■ Exercise directions: Move the stretch of records from the line that contains "Where can you spot the wooden desk" through the line that contains "(1069, 379)" into your reply, requests included, and add 131 to every number in the coordinates.
── Records shown
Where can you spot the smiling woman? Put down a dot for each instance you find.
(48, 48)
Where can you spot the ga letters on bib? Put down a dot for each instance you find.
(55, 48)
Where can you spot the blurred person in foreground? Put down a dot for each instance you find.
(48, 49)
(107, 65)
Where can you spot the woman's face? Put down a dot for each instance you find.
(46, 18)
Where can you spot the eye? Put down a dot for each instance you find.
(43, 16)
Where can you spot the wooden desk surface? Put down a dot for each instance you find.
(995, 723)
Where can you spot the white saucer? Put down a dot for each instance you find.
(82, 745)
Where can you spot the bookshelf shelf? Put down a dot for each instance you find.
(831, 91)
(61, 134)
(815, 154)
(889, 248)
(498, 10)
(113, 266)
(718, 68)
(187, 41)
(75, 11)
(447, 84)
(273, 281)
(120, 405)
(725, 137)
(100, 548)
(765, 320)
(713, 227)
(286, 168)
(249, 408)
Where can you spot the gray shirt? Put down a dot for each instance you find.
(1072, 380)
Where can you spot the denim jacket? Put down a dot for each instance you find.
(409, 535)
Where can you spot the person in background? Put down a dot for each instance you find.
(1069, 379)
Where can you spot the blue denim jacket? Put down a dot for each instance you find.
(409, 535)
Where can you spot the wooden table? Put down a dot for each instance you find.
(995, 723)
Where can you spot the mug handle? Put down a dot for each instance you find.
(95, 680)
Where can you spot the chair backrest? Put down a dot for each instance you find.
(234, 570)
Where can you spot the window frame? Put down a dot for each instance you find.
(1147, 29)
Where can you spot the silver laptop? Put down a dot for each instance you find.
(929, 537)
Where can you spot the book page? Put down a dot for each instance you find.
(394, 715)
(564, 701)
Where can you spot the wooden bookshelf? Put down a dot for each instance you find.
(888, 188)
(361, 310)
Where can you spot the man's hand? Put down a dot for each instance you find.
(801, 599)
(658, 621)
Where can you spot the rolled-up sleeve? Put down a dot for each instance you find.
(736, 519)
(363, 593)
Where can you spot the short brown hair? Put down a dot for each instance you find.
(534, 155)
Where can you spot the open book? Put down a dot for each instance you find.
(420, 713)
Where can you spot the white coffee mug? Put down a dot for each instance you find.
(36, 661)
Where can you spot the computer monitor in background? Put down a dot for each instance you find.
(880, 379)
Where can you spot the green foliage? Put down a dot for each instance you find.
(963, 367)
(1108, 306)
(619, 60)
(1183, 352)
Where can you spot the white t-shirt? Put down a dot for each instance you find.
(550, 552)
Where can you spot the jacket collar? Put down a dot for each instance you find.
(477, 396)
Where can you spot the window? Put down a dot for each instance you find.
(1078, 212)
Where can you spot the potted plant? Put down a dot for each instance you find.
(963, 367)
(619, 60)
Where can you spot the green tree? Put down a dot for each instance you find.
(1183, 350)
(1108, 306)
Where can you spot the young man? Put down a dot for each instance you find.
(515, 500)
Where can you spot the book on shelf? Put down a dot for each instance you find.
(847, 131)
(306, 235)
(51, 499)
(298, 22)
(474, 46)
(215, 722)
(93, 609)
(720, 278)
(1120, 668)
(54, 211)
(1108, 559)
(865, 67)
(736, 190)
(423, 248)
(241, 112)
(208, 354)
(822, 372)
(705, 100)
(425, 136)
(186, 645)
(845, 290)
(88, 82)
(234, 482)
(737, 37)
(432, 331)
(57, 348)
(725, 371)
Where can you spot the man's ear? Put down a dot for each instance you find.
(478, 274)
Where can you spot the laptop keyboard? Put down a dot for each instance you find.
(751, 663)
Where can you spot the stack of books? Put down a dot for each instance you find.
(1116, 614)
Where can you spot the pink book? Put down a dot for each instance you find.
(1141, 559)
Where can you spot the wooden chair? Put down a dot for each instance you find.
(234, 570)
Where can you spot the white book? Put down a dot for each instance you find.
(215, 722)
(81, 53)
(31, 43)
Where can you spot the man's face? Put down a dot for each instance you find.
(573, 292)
────
■ The answer:
Where can you spot the wooden desk surface? Put down a dot for each instance you find.
(1126, 854)
Where can you spot the white saucer? Put down a dot for each instance you find.
(213, 876)
Where can you spot the bookshelf shelf? Put down a dot for each instance you find.
(962, 222)
(192, 265)
(946, 285)
(1020, 379)
(629, 141)
(244, 397)
(849, 199)
(318, 172)
(206, 142)
(578, 215)
(404, 412)
(251, 536)
(856, 268)
(231, 679)
(896, 451)
(844, 358)
(417, 299)
(380, 539)
Where can you spot the gray shirt? Put down a dot for each instance you find.
(1203, 511)
Where can you spot the denim jacket? Put down a dot for each instance you find.
(540, 666)
Where can you spot the person in background? Put down a dot for each instance you find.
(1200, 510)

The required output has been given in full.